◆ THE PROBLEM: Will you restate verbatim the lines running from the line with "Place one keypoint on each instance of the purple hair" to the end of the data, leaving out everything else?

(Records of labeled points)

- - -

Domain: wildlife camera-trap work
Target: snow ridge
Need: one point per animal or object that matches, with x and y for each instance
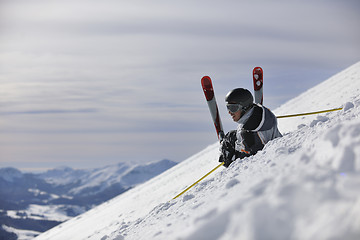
(304, 185)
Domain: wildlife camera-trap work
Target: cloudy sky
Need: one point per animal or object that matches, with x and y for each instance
(88, 83)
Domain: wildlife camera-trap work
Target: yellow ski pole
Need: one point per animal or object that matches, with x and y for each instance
(310, 113)
(198, 180)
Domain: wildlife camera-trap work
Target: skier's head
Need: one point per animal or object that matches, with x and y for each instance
(238, 102)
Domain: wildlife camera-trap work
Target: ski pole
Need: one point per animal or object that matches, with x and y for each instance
(198, 180)
(310, 113)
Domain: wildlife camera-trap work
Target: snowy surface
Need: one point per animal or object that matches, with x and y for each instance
(305, 185)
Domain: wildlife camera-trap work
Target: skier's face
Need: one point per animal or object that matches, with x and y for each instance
(235, 116)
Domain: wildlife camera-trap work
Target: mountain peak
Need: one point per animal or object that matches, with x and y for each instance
(9, 174)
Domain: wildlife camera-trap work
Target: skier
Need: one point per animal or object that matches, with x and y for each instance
(257, 126)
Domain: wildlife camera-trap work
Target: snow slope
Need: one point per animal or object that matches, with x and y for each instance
(305, 185)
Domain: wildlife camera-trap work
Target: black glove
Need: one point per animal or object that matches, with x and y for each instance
(227, 148)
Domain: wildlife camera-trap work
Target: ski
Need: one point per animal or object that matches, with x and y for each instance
(258, 84)
(210, 98)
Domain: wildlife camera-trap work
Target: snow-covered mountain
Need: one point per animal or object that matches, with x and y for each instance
(304, 185)
(33, 203)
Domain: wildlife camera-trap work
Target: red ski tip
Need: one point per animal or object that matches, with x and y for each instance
(258, 78)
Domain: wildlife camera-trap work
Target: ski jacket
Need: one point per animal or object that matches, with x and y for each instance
(256, 128)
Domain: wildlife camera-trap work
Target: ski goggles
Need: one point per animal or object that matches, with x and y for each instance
(233, 107)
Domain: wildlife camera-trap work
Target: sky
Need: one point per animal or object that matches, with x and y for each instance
(87, 83)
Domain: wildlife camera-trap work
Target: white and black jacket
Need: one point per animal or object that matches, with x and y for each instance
(256, 128)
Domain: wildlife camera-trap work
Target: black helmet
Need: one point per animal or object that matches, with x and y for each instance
(240, 96)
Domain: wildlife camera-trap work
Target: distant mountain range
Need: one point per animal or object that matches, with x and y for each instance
(33, 203)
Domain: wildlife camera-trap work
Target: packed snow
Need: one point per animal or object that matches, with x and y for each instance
(305, 185)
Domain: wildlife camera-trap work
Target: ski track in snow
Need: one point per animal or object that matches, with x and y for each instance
(305, 185)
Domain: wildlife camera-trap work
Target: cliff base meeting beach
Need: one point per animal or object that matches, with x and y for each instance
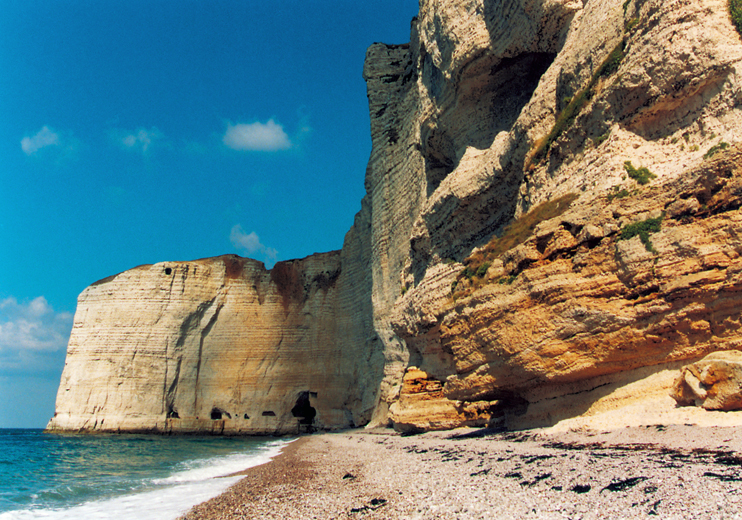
(668, 471)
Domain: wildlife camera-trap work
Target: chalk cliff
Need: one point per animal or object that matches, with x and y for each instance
(218, 345)
(594, 120)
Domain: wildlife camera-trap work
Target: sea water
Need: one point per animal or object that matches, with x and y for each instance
(122, 477)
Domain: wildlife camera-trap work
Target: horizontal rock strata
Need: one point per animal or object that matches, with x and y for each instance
(217, 345)
(628, 110)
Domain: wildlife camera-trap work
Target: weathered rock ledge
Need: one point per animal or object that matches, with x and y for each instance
(493, 108)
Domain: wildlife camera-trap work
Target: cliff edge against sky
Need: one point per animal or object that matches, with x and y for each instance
(606, 130)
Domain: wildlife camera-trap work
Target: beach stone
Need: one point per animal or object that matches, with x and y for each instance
(714, 382)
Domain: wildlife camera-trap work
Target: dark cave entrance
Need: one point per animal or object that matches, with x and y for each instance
(305, 412)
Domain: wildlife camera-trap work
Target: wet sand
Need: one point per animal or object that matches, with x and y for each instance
(665, 471)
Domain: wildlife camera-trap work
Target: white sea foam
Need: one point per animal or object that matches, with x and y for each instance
(167, 498)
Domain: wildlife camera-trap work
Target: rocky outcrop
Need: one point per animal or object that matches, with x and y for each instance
(581, 299)
(714, 383)
(623, 117)
(217, 345)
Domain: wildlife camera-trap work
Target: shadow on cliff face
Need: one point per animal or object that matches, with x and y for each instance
(487, 99)
(305, 412)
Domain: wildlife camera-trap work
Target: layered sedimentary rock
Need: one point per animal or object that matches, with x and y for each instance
(493, 108)
(523, 102)
(714, 383)
(216, 345)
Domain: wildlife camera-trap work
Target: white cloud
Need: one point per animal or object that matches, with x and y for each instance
(33, 337)
(43, 138)
(259, 137)
(250, 244)
(139, 140)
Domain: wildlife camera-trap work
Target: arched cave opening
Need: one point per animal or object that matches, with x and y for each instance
(304, 411)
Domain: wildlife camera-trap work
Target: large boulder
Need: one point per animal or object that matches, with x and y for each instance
(714, 383)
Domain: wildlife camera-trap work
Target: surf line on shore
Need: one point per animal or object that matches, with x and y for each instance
(142, 495)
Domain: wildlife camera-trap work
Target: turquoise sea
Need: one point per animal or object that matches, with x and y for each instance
(119, 477)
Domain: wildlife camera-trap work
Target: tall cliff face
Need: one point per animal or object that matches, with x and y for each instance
(217, 345)
(498, 106)
(494, 110)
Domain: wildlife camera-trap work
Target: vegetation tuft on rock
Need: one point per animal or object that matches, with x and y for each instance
(643, 229)
(641, 175)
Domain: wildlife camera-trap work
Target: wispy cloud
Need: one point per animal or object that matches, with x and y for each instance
(43, 138)
(257, 137)
(33, 337)
(140, 140)
(250, 244)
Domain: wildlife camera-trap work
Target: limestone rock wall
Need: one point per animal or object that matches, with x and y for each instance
(492, 108)
(489, 82)
(217, 345)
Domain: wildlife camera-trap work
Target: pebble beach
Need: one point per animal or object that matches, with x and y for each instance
(663, 471)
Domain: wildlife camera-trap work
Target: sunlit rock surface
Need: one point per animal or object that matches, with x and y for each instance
(216, 345)
(471, 129)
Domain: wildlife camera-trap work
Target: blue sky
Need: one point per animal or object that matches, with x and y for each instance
(142, 131)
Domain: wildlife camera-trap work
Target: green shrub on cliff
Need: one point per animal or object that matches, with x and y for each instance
(512, 235)
(643, 229)
(641, 175)
(716, 148)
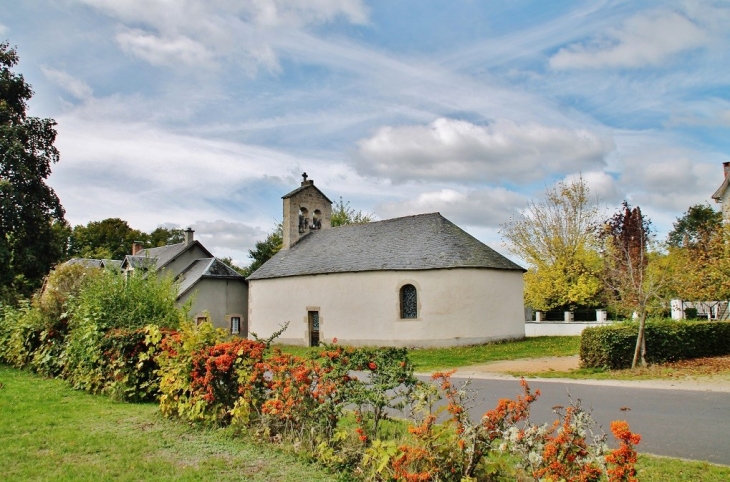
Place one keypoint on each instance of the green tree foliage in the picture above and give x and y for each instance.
(343, 214)
(163, 236)
(702, 271)
(109, 308)
(111, 238)
(265, 250)
(556, 236)
(31, 215)
(695, 227)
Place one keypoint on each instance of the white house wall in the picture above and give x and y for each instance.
(220, 299)
(455, 307)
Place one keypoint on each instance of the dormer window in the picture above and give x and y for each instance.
(303, 219)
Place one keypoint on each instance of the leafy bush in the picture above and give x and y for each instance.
(111, 302)
(613, 346)
(178, 398)
(20, 330)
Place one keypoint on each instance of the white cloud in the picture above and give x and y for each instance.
(164, 51)
(455, 150)
(601, 184)
(296, 12)
(485, 208)
(191, 32)
(67, 82)
(646, 39)
(712, 117)
(225, 235)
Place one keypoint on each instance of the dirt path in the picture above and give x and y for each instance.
(501, 370)
(530, 365)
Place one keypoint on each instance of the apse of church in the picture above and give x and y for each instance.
(306, 209)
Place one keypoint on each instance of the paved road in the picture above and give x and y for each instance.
(675, 423)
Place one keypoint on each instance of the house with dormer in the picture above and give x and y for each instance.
(411, 281)
(217, 292)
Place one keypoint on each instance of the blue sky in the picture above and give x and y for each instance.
(204, 113)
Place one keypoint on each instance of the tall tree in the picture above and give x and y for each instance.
(265, 250)
(556, 236)
(110, 238)
(31, 215)
(164, 236)
(633, 274)
(703, 272)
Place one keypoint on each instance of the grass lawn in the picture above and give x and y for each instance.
(431, 359)
(50, 432)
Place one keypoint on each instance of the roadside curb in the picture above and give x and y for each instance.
(705, 385)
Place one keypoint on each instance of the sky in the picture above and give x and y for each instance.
(182, 113)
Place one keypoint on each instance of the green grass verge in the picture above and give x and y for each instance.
(662, 469)
(50, 432)
(432, 359)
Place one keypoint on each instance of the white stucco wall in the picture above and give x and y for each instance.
(455, 307)
(221, 299)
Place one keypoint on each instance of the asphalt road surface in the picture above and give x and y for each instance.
(675, 423)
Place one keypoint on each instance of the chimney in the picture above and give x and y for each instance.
(188, 236)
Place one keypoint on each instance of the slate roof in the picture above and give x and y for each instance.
(720, 193)
(111, 263)
(159, 257)
(205, 268)
(96, 263)
(87, 262)
(424, 241)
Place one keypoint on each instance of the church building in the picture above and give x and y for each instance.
(413, 281)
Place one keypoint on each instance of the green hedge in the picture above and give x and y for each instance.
(613, 346)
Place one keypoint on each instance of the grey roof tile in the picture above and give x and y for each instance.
(205, 268)
(424, 241)
(87, 262)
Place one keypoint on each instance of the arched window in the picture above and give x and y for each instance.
(408, 302)
(303, 219)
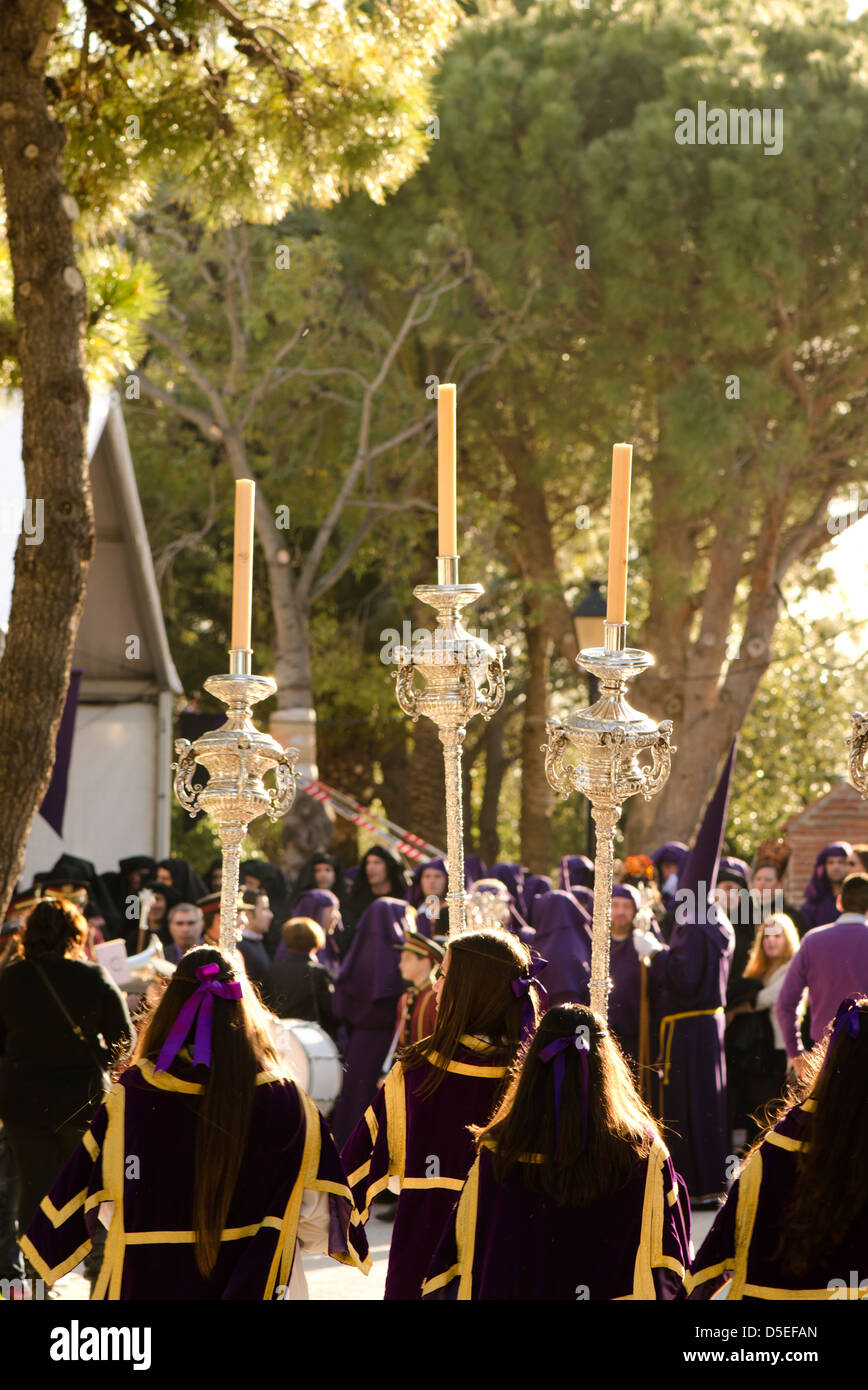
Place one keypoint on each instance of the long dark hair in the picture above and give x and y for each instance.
(241, 1048)
(477, 997)
(54, 929)
(832, 1165)
(575, 1169)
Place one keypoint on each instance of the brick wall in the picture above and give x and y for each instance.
(839, 815)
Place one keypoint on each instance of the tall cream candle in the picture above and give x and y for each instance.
(242, 566)
(619, 533)
(447, 519)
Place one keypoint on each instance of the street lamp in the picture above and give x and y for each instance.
(589, 617)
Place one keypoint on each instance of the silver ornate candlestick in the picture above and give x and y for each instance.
(463, 677)
(237, 756)
(594, 751)
(858, 752)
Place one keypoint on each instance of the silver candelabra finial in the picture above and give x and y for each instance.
(596, 751)
(463, 677)
(237, 755)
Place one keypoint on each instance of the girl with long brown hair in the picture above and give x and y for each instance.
(416, 1130)
(796, 1221)
(206, 1162)
(572, 1193)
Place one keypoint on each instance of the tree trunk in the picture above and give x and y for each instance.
(427, 784)
(497, 762)
(50, 307)
(536, 792)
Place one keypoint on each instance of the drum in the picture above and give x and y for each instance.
(312, 1059)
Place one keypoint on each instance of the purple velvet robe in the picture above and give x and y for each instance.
(365, 1000)
(820, 901)
(424, 1143)
(508, 1241)
(290, 1148)
(692, 980)
(625, 997)
(746, 1232)
(562, 937)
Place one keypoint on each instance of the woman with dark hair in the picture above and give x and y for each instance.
(379, 876)
(416, 1129)
(206, 1164)
(319, 872)
(182, 877)
(796, 1221)
(323, 906)
(61, 1025)
(365, 1004)
(573, 1193)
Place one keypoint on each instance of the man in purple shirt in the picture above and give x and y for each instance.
(831, 962)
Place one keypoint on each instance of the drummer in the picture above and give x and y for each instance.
(418, 1005)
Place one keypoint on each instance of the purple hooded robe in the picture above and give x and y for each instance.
(366, 1000)
(149, 1244)
(690, 975)
(820, 901)
(423, 1141)
(507, 1241)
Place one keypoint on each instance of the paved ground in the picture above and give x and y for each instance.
(331, 1282)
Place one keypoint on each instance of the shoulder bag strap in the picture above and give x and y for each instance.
(67, 1015)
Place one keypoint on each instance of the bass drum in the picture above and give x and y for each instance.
(312, 1059)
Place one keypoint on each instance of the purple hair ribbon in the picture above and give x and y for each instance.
(522, 988)
(847, 1019)
(557, 1051)
(198, 1008)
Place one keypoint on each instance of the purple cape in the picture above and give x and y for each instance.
(562, 936)
(692, 980)
(413, 894)
(508, 1241)
(475, 869)
(746, 1232)
(370, 972)
(576, 872)
(534, 887)
(288, 1148)
(315, 902)
(820, 904)
(424, 1141)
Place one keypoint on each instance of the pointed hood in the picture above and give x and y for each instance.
(698, 873)
(564, 938)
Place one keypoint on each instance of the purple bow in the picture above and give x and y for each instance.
(846, 1020)
(198, 1008)
(557, 1051)
(522, 988)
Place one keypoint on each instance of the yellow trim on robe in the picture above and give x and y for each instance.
(666, 1033)
(359, 1173)
(43, 1271)
(463, 1068)
(476, 1044)
(785, 1141)
(710, 1272)
(750, 1180)
(111, 1269)
(56, 1216)
(465, 1233)
(166, 1082)
(454, 1183)
(440, 1280)
(395, 1119)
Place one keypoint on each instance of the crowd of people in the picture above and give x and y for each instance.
(484, 1108)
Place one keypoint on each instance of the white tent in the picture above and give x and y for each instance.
(118, 794)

- - -

◆ SOLVED EXERCISE:
Place one keypoint on each instance of the purple hair ribbon in the picture above and give x and y for each instance.
(522, 988)
(847, 1019)
(557, 1051)
(198, 1008)
Place one keypoint on each instance of the purple cape in the picture above and give x and y for each instance.
(562, 936)
(692, 980)
(413, 894)
(508, 1241)
(475, 869)
(746, 1232)
(370, 972)
(576, 872)
(534, 887)
(288, 1148)
(315, 902)
(820, 904)
(424, 1141)
Place one keypoint on each instance of the pointed hood in the picture above and give x and y for each instance.
(698, 873)
(564, 938)
Place one keypoint on each instance of the purple bow in the picture above and give x and y for each instance.
(846, 1020)
(198, 1008)
(557, 1051)
(522, 988)
Place one keypoint on each instance of the yellow trim on robe in the picture above and give x and y for each instance.
(666, 1033)
(359, 1173)
(43, 1271)
(463, 1068)
(476, 1044)
(785, 1141)
(710, 1272)
(750, 1180)
(111, 1269)
(56, 1216)
(465, 1233)
(166, 1082)
(454, 1183)
(440, 1280)
(395, 1119)
Place one keypoint on each instance of the crowd of people in the picture above and give x and y for each instance.
(484, 1108)
Place one keypoint on each instance of the white tent in the picture above and give x and y for each instance.
(118, 794)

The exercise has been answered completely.